### EXCERPT
- - - -

Blog-O-Meal

Nothing makes me feel more like an Archaic Fifties House Wife than making Malt-O-Meal for breakfast in the morning.

Which is what I did today.

However, a few things have changed since what I imagine to be a Fifties version of me and Today's Modern Prototype. I was not up at 5. Try 7:30 and even then stayed in bed during Mickey Mouse Clubhouse. I have yet to do my makeup. Hair. Or change out of my pajamas, save for this ratty old sweatshirt I threw over the top. I was not wearing a frilly apron. And to top it off I did none of the preparation with a smile on my face nor a twinkle in my eye.

This isn't Happy Days.

And we don't function in black and white.

But that doesn't change the fact that Malt-O-Meal is delicious. Or as my children call it: Macho Meal. It reminds me of that song by the Village People and I've been singing, "Macho, Macho, Man......" for like thirty minutes now.

And now you are! Bahahaha.

Anyways, don't think we are totally crazy. I buy the chocolate kind and then we add chocolate chips. So.

It is what it is.

Baby Update: Next Wednesday is the date. The date I will be induced. So if I don't go before then, then we know the longest I have to wait is just one week.

I can make it that long. I can. Really I can.

Plus we still haven't bought a car seat yet, so maybe we need the week to prepare.

I did however get some serious shopping done yesterday with my mom. So I feel a lot better about bringing this naked baby into the world. Don't worry, he won't have to stay naked for long! Which was kind of my concern for a little while!

And he has a Ba-Ba. Which might not seem that important to the outsider, but believe me, it's obviously more of a priority to me than a car seat.

Best case scenario however, I'd like to go early!

It might not make sense to you, but I've never gone in to labor on my own. I've always been induced. Well, ok, I had started labor with Stella, I mean, she was three days late, but then they still induced me. That was a total case of the Doctor being more of a business man than caring about my baby because by 6 pm that day, after I had only been there for 11 hours, he told me they were going to C-Section me. Um, hello, first time mom here, it takes a while, and I'm not going to have this baby at your convenience just so you can go have dinner at home. This is what you signed up for, so hang around for another hour and give me a break.

Needless to say, I didn't go back to him.

The point is, I'd like to try the whole labor and delivery thing without the aid of Pitocin. Because it's kind of a bitch.

- - - -

### YOUR TASKS
1. In the Malt-O-Meal blog post, list each way the writer says her morning differed from the Fifties version of herself that she imagines.
2. Transcribe the part of the Malt-O-Meal blog post starting at "Baby Update: Next" and ending at "a little while!".

Excerpts from a location annotation dataset

- - - -

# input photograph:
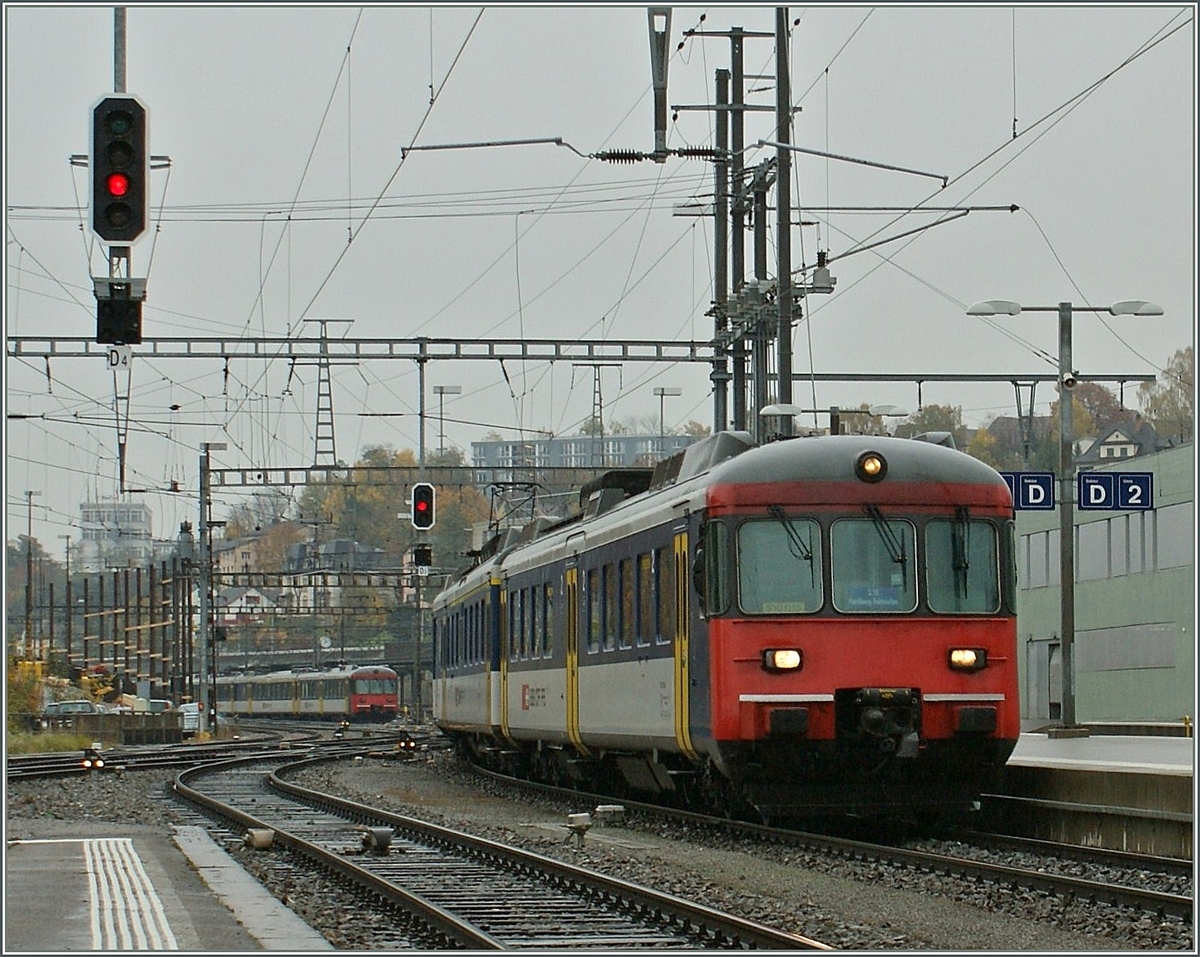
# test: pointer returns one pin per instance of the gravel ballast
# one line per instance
(851, 906)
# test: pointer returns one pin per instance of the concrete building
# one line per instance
(1134, 646)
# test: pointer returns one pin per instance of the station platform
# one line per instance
(1101, 750)
(1113, 788)
(138, 889)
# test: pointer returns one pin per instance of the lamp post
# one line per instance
(663, 391)
(205, 636)
(29, 570)
(442, 391)
(66, 597)
(1067, 381)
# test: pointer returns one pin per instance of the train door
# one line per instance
(1055, 672)
(571, 587)
(681, 642)
(502, 599)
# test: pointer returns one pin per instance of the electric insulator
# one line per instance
(621, 156)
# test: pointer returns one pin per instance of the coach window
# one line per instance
(513, 623)
(961, 566)
(664, 581)
(625, 579)
(522, 624)
(873, 564)
(715, 554)
(779, 566)
(593, 597)
(645, 630)
(611, 609)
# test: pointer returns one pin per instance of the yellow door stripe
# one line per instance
(573, 660)
(682, 710)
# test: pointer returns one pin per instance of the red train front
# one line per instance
(372, 693)
(858, 600)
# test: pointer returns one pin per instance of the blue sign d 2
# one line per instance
(1115, 491)
(1032, 491)
(1135, 491)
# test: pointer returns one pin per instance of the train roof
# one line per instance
(724, 458)
(832, 458)
(291, 674)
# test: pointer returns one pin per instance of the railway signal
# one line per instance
(120, 167)
(119, 320)
(423, 513)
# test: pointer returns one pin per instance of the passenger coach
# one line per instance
(819, 625)
(348, 693)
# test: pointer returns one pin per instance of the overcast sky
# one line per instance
(292, 196)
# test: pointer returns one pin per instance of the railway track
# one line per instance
(1065, 871)
(467, 891)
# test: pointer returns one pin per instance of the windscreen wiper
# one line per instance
(893, 542)
(801, 549)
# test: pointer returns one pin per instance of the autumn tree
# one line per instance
(935, 419)
(1170, 402)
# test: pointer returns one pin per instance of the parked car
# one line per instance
(190, 718)
(78, 706)
(59, 714)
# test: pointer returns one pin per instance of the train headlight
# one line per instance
(783, 660)
(967, 658)
(870, 467)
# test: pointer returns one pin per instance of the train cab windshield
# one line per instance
(869, 564)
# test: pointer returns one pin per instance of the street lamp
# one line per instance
(1067, 381)
(663, 391)
(205, 636)
(29, 571)
(442, 391)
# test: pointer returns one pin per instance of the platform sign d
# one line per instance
(1032, 491)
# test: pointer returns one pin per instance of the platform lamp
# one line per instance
(442, 391)
(663, 391)
(1067, 380)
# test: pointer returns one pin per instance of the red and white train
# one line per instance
(343, 693)
(814, 626)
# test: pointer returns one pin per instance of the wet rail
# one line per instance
(473, 892)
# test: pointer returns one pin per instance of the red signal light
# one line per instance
(423, 506)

- - - -

### RESULTS FOR THE EXERCISE
1.
- She was not up at 5. She got up at 7:30 and even then stayed in bed during Mickey Mouse Clubhouse.
- She has not done her makeup yet.
- She has not done her hair yet.
- She has not changed out of her pajamas. She only threw an old sweatshirt over the top.
- She was not wearing a frilly apron.
- She made breakfast without a smile on her face or a twinkle in her eye.

2.
Baby Update: Next Wednesday is the date. The date I will be induced. So if I don't go before then, then we know the longest I have to wait is just one week.

I can make it that long. I can. Really I can.

Plus we still haven't bought a car seat yet, so maybe we need the week to prepare.

I did however get some serious shopping done yesterday with my mom. So I feel a lot better about bringing this naked baby into the world. Don't worry, he won't have to stay naked for long! Which was kind of my concern for a little while!